• **CONSIGNE**: Pouvez-vous recopier à l'identique le passage de l'extrait sur le télétravail des femmes, de « Une étude récente » à « de l’avenir ? » ?

• **EXTRAIT**:
Une étude récente menée par Ipsos pour le Boston Consulting group auprès de 2.000 salariés (50% de femmes, 50% d’hommes) met en lumière que l’expérience du télétravail sera vécue différemment si on est une femme. Elle révèle notamment que les femmes sont 1,3 fois moins nombreuses que les hommes à disposer d’un espace isolé pour télétravailler, ce qui rejoint les chiffres d’une autre enquête parue juste après le premier confinement. Avec 1,5 fois plus de risques que les hommes d’être dérangées dans leur travail, la charge mentale des femmes est énorme et a un impact sur leur sensation de saturation. Elles sont en effet 34% à redouter le craquage, voire le syndrome d’épuisement professionnel (burn-out), alors que les hommes ne sont que 13% à éprouver ce même risque.
Quelles répercussions sur la perception de l’avenir ?

• **DONNÉES BRUTES**:
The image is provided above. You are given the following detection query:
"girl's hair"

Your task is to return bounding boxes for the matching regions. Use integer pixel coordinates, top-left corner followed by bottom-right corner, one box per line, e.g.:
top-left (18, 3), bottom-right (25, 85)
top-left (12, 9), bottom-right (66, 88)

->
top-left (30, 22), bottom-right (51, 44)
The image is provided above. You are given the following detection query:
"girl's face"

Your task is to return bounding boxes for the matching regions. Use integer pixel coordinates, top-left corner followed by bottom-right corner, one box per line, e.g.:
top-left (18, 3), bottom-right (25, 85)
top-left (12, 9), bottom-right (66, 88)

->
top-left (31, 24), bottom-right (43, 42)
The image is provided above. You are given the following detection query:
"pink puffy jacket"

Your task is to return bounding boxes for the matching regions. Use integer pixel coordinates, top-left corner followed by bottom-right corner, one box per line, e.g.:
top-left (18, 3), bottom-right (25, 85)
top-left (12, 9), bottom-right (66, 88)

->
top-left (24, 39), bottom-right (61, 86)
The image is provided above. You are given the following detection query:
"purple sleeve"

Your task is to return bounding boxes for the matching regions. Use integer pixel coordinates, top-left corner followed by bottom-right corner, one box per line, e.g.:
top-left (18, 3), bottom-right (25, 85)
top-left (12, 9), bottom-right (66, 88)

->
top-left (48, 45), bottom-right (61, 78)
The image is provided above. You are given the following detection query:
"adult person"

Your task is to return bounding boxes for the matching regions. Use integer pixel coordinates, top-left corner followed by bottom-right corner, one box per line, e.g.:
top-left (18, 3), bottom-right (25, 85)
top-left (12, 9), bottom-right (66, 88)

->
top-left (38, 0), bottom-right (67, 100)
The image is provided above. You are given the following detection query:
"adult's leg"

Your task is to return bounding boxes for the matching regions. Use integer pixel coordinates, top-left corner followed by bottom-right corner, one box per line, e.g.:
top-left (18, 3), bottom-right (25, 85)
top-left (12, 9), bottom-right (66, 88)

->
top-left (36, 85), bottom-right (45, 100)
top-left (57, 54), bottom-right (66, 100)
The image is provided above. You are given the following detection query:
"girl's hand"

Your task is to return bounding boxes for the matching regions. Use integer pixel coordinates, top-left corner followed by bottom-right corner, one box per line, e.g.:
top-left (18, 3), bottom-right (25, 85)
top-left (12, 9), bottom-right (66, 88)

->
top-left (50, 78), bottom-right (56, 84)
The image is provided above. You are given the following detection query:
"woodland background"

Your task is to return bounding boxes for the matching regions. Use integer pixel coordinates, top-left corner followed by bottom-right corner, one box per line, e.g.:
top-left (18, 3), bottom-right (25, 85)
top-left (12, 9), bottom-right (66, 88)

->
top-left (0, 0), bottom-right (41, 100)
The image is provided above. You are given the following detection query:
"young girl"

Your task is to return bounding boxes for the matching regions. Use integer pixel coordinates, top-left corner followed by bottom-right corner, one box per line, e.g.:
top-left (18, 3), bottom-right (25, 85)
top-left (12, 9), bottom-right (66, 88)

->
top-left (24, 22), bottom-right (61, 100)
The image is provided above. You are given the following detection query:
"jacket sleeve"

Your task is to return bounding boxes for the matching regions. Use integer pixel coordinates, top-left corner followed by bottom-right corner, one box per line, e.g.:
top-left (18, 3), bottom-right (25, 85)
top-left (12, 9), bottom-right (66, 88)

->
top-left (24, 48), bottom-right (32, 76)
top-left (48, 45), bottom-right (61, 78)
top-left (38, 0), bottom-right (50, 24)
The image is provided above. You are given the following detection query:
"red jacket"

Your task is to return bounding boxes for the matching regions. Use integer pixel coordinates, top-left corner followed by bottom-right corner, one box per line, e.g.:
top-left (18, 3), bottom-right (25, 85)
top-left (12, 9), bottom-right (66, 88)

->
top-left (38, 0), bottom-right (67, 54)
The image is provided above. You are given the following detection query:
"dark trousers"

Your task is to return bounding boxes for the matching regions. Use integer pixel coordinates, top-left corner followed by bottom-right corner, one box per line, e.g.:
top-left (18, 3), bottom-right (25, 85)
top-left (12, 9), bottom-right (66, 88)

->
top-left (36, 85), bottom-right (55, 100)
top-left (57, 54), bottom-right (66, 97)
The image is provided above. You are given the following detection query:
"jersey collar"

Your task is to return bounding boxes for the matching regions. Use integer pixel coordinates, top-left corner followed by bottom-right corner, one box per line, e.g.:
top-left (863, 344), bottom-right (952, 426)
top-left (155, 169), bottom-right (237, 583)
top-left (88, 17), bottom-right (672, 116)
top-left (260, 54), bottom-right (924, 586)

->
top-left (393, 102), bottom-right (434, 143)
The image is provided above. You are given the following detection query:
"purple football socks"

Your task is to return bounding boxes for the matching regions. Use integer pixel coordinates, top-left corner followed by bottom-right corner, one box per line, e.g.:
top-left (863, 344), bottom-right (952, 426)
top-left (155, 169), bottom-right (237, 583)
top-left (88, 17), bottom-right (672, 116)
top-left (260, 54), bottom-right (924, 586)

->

• **RÉPONSE**:
Une étude récente menée par Ipsos pour le Boston Consulting group auprès de 2.000 salariés (50% de femmes, 50% d’hommes) met en lumière que l’expérience du télétravail sera vécue différemment si on est une femme. Elle révèle notamment que les femmes sont 1,3 fois moins nombreuses que les hommes à disposer d’un espace isolé pour télétravailler, ce qui rejoint les chiffres d’une autre enquête parue juste après le premier confinement. Avec 1,5 fois plus de risques que les hommes d’être dérangées dans leur travail, la charge mentale des femmes est énorme et a un impact sur leur sensation de saturation. Elles sont en effet 34% à redouter le craquage, voire le syndrome d’épuisement professionnel (burn-out), alors que les hommes ne sont que 13% à éprouver ce même risque.
Quelles répercussions sur la perception de l’avenir ?